_ACTIVITY_
Each entry below is to be transcribed exactly; pictures are not copied.

--

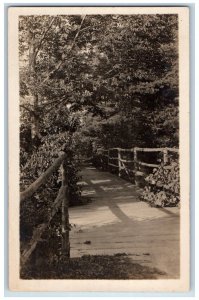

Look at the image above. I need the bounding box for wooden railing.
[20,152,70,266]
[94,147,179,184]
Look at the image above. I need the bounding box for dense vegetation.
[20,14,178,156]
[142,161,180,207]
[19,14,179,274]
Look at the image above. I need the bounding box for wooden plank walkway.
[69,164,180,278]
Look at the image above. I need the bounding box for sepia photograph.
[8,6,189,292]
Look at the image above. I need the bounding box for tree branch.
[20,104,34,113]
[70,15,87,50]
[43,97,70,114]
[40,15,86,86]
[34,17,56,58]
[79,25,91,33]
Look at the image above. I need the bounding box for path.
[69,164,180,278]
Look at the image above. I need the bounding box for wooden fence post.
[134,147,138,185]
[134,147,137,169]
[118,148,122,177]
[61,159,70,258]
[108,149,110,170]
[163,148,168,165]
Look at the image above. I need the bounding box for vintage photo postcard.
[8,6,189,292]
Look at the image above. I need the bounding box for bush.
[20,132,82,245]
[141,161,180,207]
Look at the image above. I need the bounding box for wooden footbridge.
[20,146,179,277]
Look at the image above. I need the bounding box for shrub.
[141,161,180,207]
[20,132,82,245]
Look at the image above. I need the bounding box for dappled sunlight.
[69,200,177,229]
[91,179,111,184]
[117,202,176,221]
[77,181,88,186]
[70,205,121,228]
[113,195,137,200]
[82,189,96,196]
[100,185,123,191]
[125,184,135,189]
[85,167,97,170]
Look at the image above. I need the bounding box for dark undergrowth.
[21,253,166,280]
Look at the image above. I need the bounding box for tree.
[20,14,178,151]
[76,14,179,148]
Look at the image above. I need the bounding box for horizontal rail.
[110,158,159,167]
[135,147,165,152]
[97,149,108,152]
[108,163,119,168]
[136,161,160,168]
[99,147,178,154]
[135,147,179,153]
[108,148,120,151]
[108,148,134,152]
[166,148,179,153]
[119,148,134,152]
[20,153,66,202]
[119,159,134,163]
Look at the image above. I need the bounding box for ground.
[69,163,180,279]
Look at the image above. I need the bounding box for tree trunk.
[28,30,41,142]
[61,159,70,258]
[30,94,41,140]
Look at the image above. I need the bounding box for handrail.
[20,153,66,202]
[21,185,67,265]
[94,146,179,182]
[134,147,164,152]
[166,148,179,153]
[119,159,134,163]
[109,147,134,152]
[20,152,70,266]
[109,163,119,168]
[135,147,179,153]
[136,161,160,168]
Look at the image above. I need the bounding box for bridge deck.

--

_ANSWER SPACE_
Look at the image above. I need the bounding box for wooden railing.
[20,152,70,266]
[94,147,179,184]
Look at the image above. I need the bounding box for dense vegetation.
[20,14,178,156]
[142,161,180,207]
[19,14,179,274]
Look at the image above. I need the bounding box for wooden plank walkway.
[69,164,180,278]
Look at the image above. I need the bounding box for sepia photograph.
[8,6,189,292]
Look at the image above. I need the bounding box for tree branch.
[20,104,34,113]
[70,15,87,50]
[43,97,70,114]
[40,15,86,86]
[34,17,56,58]
[79,25,91,33]
Look at the image above. I need the bounding box for path.
[69,164,180,278]
Look at the image above. I need the bounding box for wooden fence post.
[134,147,138,185]
[134,147,137,169]
[118,148,122,177]
[61,159,70,258]
[108,149,110,170]
[163,148,168,165]
Look at the image above. I need the bounding box for vintage photo postcard.
[8,6,189,292]
Look at the image above. I need the bounding box for bush.
[20,132,82,245]
[141,161,180,207]
Look at the image above. I need the bounding box for wooden footbridge.
[20,146,179,277]
Look at the image above. I need the bounding box for shrub.
[141,161,180,207]
[20,132,82,245]
Look at the image above. I need the bounding box for dappled sunlight.
[69,200,177,229]
[91,179,111,184]
[117,202,176,221]
[77,181,88,186]
[70,205,121,228]
[113,195,137,200]
[82,189,96,196]
[100,185,123,191]
[125,184,135,189]
[85,167,97,170]
Look at the image above. I need the bounding box for dark undergrowth.
[21,253,166,280]
Look at the image above. I need the bounding box for tree.
[20,14,178,151]
[76,14,179,148]
Look at the image above. I need the bounding box for horizontal rail.
[110,158,159,167]
[135,147,165,152]
[97,149,108,152]
[108,163,119,168]
[136,161,160,168]
[99,147,178,154]
[135,147,179,153]
[108,148,120,151]
[108,148,134,152]
[166,148,179,153]
[119,148,134,152]
[20,153,66,202]
[119,159,134,163]
Look at the image above. I need the bounding box for ground.
[69,163,180,279]
Look at the image above. I need the bounding box for tree trunk.
[28,30,41,142]
[61,159,70,258]
[30,94,41,140]
Look at the image above. I need the bounding box for handrail.
[20,153,66,202]
[21,185,67,265]
[94,146,179,182]
[134,147,164,152]
[166,148,179,153]
[119,159,134,163]
[109,147,134,152]
[20,152,70,266]
[109,163,119,168]
[135,147,179,153]
[136,161,160,168]
Look at the image above. I need the bounding box for bridge deck.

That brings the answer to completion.